# DATA TO EXAMINE
# # # # # # #

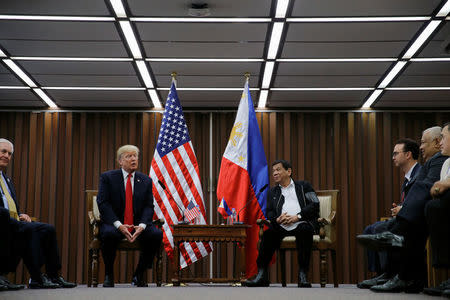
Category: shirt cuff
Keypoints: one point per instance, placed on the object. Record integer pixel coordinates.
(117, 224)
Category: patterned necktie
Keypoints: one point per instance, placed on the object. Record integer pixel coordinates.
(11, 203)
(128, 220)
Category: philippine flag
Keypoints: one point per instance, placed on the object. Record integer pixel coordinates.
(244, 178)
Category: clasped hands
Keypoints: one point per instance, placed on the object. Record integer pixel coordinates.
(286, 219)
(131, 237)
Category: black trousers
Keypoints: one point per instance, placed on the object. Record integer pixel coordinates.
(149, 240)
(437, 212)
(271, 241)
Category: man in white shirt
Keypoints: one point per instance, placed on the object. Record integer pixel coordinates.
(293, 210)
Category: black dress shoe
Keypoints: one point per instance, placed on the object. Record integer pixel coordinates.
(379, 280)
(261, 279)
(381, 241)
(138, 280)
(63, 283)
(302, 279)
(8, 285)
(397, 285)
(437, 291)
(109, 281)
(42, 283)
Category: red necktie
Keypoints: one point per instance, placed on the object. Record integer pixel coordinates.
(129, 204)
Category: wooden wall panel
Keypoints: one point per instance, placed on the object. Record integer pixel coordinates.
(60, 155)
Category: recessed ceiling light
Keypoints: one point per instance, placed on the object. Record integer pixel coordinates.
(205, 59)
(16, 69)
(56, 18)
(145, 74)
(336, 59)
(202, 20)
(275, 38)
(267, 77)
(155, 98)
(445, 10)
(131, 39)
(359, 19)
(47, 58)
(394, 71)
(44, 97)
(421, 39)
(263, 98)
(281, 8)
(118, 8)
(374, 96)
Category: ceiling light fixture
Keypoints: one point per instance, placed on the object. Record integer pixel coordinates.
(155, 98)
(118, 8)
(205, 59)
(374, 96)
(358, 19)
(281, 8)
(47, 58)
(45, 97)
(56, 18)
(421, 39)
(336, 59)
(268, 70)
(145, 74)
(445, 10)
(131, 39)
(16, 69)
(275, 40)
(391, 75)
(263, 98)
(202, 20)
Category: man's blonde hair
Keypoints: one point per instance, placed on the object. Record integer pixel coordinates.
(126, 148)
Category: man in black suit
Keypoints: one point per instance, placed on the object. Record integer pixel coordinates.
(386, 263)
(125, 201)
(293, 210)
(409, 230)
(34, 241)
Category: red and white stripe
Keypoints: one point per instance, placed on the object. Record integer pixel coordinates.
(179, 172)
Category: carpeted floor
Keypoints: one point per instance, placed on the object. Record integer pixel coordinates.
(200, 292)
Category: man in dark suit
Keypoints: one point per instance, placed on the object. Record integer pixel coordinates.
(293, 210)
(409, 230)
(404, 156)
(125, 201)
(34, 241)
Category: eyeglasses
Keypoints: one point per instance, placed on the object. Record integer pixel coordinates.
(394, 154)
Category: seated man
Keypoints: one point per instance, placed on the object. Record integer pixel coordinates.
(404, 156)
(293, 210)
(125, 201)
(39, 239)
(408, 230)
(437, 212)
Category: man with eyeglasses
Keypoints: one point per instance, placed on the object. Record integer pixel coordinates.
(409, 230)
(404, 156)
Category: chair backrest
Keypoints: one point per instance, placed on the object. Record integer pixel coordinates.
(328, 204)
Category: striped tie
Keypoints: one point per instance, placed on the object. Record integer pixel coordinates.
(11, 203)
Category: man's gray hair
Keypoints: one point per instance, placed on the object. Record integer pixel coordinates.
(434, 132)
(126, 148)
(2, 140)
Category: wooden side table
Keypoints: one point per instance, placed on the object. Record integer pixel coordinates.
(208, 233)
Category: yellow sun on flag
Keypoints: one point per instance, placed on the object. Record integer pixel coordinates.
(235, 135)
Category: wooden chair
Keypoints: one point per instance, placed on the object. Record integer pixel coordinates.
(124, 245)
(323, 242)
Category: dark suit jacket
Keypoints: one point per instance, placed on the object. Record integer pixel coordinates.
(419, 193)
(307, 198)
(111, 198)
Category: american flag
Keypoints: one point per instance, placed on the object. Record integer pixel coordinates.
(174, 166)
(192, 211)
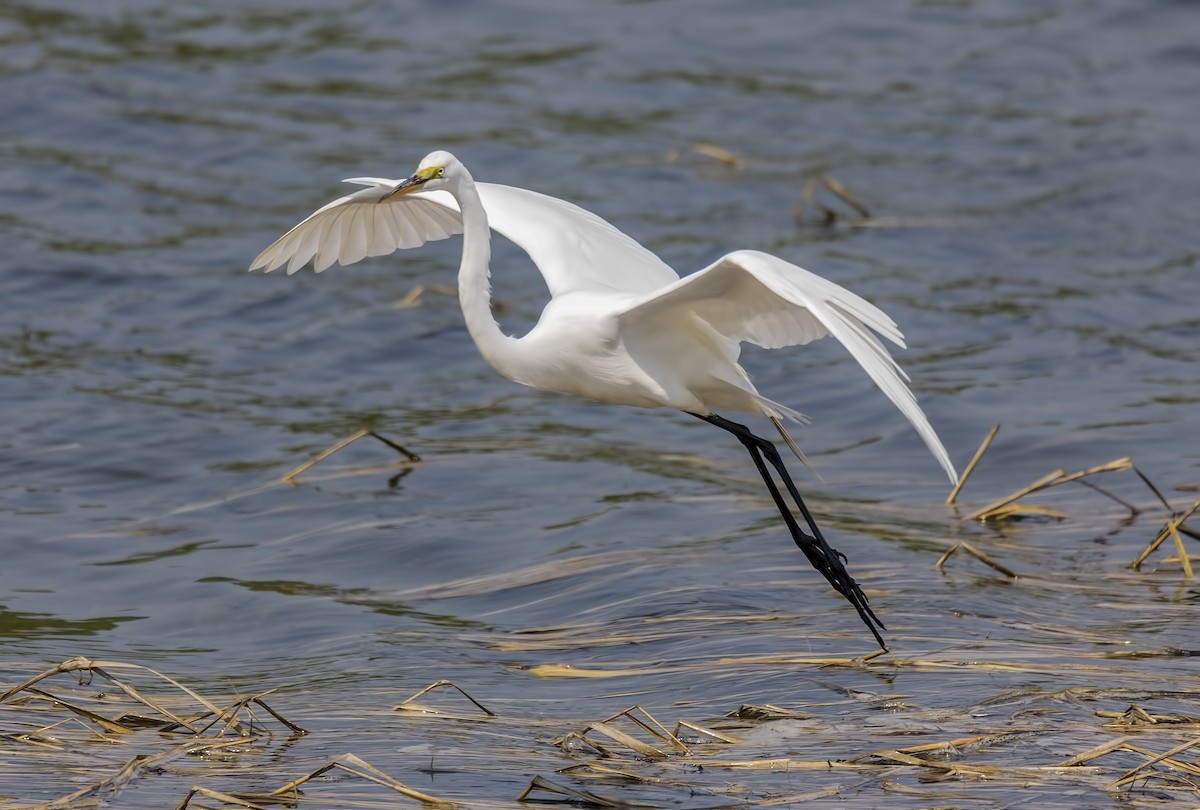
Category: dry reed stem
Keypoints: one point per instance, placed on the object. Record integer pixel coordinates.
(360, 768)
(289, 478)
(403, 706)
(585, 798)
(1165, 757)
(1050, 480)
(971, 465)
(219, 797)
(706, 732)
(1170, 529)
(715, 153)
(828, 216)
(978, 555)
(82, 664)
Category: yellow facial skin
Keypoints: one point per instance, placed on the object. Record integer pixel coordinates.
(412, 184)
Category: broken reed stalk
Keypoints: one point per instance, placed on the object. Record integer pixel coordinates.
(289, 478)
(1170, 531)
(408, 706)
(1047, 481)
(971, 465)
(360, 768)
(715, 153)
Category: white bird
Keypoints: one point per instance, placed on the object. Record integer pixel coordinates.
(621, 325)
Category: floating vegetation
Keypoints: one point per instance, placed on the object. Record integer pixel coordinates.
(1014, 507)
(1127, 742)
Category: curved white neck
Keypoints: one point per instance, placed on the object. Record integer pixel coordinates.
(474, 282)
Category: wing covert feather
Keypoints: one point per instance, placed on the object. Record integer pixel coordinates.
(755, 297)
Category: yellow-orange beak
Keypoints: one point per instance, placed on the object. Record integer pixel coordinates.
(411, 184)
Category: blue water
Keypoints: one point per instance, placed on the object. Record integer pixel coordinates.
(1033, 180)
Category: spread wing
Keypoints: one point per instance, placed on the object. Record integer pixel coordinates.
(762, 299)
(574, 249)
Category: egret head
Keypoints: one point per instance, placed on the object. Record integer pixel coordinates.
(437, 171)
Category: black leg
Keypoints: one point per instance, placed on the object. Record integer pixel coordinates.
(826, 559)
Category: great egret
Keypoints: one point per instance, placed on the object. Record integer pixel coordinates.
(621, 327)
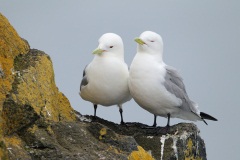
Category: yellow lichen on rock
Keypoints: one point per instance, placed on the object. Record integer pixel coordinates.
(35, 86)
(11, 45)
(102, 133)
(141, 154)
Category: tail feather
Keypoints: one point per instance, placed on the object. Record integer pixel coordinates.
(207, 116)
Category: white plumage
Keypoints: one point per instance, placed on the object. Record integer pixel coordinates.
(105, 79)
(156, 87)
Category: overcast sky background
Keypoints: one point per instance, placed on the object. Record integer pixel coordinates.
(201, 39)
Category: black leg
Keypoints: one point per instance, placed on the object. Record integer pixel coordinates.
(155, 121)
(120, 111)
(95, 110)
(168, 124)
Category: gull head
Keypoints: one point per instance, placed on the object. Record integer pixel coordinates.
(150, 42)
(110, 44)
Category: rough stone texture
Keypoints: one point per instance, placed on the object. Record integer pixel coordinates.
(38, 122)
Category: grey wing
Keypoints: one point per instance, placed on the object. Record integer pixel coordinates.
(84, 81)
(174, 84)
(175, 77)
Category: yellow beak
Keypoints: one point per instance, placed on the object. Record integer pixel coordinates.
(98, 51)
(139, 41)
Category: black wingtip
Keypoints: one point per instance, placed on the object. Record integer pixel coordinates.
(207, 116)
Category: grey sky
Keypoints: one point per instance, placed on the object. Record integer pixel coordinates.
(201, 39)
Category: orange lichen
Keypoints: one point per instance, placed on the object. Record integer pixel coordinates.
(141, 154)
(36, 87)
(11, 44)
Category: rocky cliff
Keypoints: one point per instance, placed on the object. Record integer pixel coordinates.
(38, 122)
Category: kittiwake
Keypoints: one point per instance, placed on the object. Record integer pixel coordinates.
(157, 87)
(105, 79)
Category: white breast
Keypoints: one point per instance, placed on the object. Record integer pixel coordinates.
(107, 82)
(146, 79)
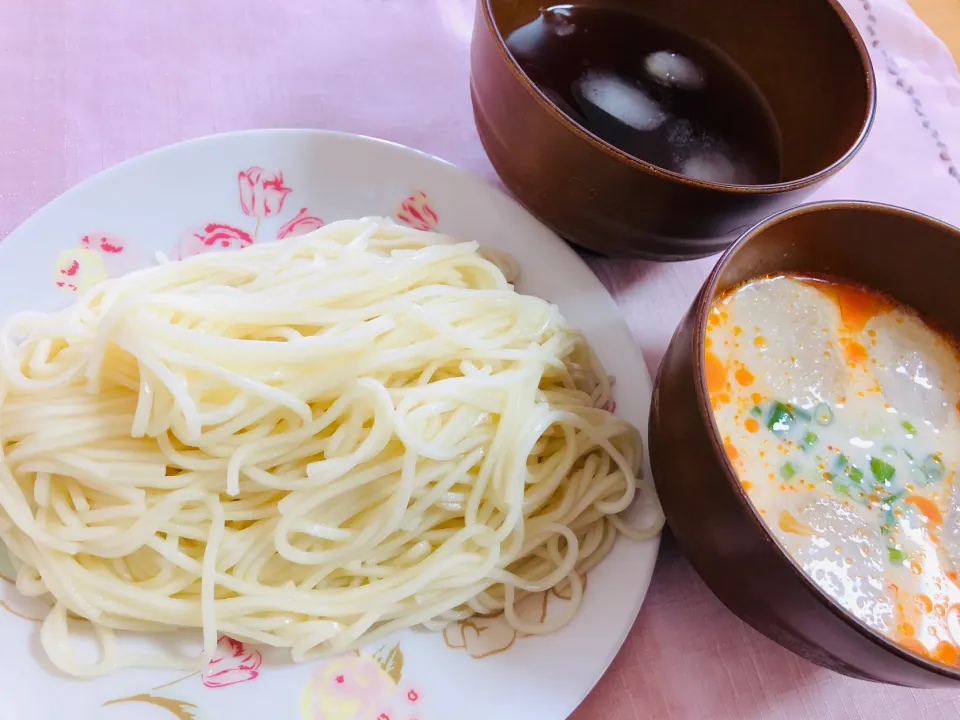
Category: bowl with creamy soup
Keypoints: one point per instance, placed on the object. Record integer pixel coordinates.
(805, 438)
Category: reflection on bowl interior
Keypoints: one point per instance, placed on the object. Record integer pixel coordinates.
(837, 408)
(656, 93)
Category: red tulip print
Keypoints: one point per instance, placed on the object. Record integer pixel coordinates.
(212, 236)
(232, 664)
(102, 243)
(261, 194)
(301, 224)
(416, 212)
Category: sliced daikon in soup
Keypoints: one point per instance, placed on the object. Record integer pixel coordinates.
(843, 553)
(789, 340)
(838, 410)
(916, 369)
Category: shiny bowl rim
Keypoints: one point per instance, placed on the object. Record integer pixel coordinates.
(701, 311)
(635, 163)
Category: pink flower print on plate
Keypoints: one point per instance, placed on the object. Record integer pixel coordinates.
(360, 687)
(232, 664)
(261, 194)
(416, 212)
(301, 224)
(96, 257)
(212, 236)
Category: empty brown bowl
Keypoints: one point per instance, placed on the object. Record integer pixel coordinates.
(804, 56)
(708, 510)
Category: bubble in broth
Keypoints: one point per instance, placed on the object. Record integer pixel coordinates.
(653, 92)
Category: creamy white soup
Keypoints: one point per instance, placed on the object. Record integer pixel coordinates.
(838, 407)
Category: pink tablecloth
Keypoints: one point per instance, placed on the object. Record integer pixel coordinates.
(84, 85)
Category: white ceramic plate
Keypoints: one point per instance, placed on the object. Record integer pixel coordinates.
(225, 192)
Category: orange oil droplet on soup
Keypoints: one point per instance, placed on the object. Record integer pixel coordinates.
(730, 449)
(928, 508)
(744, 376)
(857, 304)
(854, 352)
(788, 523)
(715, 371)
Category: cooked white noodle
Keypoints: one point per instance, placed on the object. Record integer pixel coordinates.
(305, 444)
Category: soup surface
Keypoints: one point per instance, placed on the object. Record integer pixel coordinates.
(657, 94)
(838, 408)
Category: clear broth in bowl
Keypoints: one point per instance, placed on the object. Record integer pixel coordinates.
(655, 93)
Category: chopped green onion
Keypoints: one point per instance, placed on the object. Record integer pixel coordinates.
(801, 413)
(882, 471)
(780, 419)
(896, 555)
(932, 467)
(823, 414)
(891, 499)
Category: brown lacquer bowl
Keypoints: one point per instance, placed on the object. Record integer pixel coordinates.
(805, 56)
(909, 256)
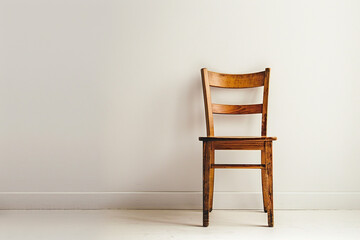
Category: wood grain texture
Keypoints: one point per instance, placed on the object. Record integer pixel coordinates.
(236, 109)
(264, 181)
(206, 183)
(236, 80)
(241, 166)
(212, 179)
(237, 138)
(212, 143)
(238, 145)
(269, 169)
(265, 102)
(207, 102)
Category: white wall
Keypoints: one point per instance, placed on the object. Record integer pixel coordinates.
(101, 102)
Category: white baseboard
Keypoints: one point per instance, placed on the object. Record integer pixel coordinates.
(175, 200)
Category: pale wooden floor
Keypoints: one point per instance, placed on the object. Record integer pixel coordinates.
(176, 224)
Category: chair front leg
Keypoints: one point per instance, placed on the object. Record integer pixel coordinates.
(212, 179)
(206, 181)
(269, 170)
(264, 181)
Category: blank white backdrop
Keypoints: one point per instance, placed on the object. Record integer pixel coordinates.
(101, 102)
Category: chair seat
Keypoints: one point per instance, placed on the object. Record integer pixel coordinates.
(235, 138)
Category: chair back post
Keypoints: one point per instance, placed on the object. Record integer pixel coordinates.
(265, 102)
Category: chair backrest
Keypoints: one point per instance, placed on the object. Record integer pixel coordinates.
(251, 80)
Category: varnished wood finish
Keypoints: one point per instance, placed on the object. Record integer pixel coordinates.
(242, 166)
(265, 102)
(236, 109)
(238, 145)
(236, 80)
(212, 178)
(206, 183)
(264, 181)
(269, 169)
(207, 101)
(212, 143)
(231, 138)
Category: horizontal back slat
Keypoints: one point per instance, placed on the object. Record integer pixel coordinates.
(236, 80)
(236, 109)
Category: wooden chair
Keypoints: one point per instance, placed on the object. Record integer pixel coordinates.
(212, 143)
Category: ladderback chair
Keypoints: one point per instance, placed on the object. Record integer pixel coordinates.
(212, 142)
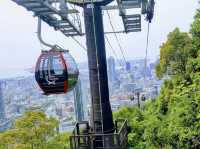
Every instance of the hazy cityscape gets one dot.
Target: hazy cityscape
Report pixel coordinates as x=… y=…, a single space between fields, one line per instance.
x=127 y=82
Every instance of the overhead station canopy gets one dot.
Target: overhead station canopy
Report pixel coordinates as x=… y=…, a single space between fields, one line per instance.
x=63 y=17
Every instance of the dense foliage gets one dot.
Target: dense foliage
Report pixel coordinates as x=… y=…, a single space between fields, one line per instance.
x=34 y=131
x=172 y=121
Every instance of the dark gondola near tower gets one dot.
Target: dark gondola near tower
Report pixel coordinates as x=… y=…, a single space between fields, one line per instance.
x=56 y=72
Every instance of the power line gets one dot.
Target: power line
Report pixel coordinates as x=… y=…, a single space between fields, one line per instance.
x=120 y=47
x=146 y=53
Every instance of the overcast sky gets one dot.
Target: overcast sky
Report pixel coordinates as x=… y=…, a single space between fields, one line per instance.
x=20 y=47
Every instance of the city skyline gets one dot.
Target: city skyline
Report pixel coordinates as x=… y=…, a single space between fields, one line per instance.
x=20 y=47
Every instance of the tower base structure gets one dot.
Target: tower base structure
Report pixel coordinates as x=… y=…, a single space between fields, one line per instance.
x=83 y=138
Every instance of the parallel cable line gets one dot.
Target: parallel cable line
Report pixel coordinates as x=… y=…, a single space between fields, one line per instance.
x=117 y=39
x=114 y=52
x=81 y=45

# # # # # # #

# WORK INSTRUCTIONS
Return each line of the material above in which the string "light" appears.

# ANSWER BOX
Category: recessed ceiling light
Category: ceiling light fixture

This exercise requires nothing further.